Assigned task —
Your answer should be the entries, repeated exactly.

Natural-language object grounding data
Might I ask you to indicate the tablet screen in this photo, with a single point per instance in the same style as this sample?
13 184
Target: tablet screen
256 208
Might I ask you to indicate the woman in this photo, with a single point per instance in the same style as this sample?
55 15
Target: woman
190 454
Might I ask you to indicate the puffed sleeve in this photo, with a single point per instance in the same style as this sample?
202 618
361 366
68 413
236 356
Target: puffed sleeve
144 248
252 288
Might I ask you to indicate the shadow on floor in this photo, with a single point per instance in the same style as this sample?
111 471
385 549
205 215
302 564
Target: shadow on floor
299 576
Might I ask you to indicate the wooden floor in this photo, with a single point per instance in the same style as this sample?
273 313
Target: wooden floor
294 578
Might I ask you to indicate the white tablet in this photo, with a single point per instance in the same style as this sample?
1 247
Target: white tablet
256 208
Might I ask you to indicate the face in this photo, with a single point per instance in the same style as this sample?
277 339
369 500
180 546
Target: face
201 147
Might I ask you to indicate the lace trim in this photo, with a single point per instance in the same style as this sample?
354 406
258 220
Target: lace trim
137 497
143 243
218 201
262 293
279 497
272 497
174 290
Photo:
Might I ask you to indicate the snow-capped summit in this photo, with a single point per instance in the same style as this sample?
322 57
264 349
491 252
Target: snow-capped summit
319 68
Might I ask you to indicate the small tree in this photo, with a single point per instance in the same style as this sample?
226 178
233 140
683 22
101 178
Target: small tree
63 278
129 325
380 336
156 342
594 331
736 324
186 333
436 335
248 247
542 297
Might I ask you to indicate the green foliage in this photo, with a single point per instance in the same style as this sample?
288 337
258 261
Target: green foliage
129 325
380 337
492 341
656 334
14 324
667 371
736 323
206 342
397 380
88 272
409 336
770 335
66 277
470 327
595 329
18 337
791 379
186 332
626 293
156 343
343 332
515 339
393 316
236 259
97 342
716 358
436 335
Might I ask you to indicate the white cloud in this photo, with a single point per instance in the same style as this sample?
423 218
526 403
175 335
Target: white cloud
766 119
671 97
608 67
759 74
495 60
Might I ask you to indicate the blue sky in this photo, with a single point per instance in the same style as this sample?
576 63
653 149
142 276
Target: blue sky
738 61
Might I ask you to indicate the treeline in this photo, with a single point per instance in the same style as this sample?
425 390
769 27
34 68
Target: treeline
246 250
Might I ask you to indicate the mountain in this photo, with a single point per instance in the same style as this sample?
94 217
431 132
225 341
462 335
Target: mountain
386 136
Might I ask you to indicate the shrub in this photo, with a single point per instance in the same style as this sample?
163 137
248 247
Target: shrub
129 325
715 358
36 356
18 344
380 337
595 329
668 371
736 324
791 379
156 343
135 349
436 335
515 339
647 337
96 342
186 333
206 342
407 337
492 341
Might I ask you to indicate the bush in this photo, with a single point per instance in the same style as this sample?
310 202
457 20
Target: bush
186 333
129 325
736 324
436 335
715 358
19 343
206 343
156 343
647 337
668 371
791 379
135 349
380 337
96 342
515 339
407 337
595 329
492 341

Answer box —
Might I ask you to indicate the tablet screen in this photo, with a single point per instance in the same style as this sample?
13 184
Target: tablet screen
256 208
Might I ask you to indicate the woman in this photo, with a single point per instance in the same style as this sample?
55 15
Target: woman
190 454
Might I ask you to indicate the puffed sleeve in this photo, with a single point per instance in the same style as this sample?
202 618
361 366
68 413
236 356
Target: puffed sleeve
144 248
252 288
Might I ask you to indicate the shadow on floor in this photo, with a single point per instance in the same style as this sample?
111 471
385 549
205 215
302 564
Target: shadow on floor
299 576
Might I ask you to indicate the wooden floor in this photo, with a single point per instance in the same style as this sample?
273 313
Target: wooden floor
294 578
Might I ask you to indicate the white tablet in this photo, with a single point per instance in the same style as this sample?
1 247
Target: white tablet
256 208
Might I ask you to indicate the face in this photo, with a single point per instance in the same style as this sample?
277 339
369 500
180 546
Target: face
201 147
Might I ask you to indicate the lace trim in this photo, with a single point per instance in the same style as this sample?
354 406
258 220
Target: lace trim
137 497
143 243
218 201
262 293
279 497
272 497
174 290
Photo:
Might I ask you to indicate the snow-capped summit in this photo, with a single point per instance in the same style as this sample?
322 57
264 349
491 252
Target: snow-capped summit
319 68
Might I ask you to indicate the small tree in this photo, with a single point per instance in the same style as this sample?
226 178
233 140
683 22
101 178
Target: small tree
63 278
129 325
380 336
156 342
594 331
736 324
186 333
436 335
248 247
542 297
Might I ask you to indicate the green foliage in this photo, with a single point per instance in the same style as this sample?
288 337
258 261
Target: green foliage
129 325
380 337
492 341
656 334
14 324
667 371
736 323
206 342
397 380
88 272
409 336
770 335
66 277
470 327
595 329
18 337
791 379
186 332
626 293
156 343
343 332
515 339
393 316
236 259
97 342
716 358
436 335
Might I ask you to indicate the white cloud in this photo, with a single point per instance in the same style as this sample?
423 218
526 403
175 335
Target: white cloud
766 119
671 97
608 67
759 74
495 60
Might I ask you to indicate the blue sky in this photo, with a single point per instance in the same style as this sample?
576 63
653 149
142 276
Target: blue sky
738 61
Might I ask you to indicate the treeline in this photo, with a single point per instance in the same style as this sample?
425 390
769 27
34 68
Target: treeline
246 250
Might I ask you to indicate the mountain in this photo, with a single point per instance in the same style as this sample?
94 217
431 132
225 341
462 335
Target: mountain
386 136
Might I ask you to indicate the shrub in this photo, with a single point per instance in the same style as this sample?
163 137
248 247
Target: shrub
129 325
715 358
36 356
18 344
380 337
595 329
668 371
736 324
791 379
156 343
135 349
436 335
515 339
647 337
96 342
186 333
206 342
407 337
492 341
Might I ask you to indicate the bush in this photo, with a single point per instance in the same style as this sample?
310 202
457 20
Target: bush
186 333
129 325
736 324
436 335
715 358
19 343
206 343
156 343
647 337
668 371
791 379
135 349
380 337
96 342
515 339
407 337
595 329
492 341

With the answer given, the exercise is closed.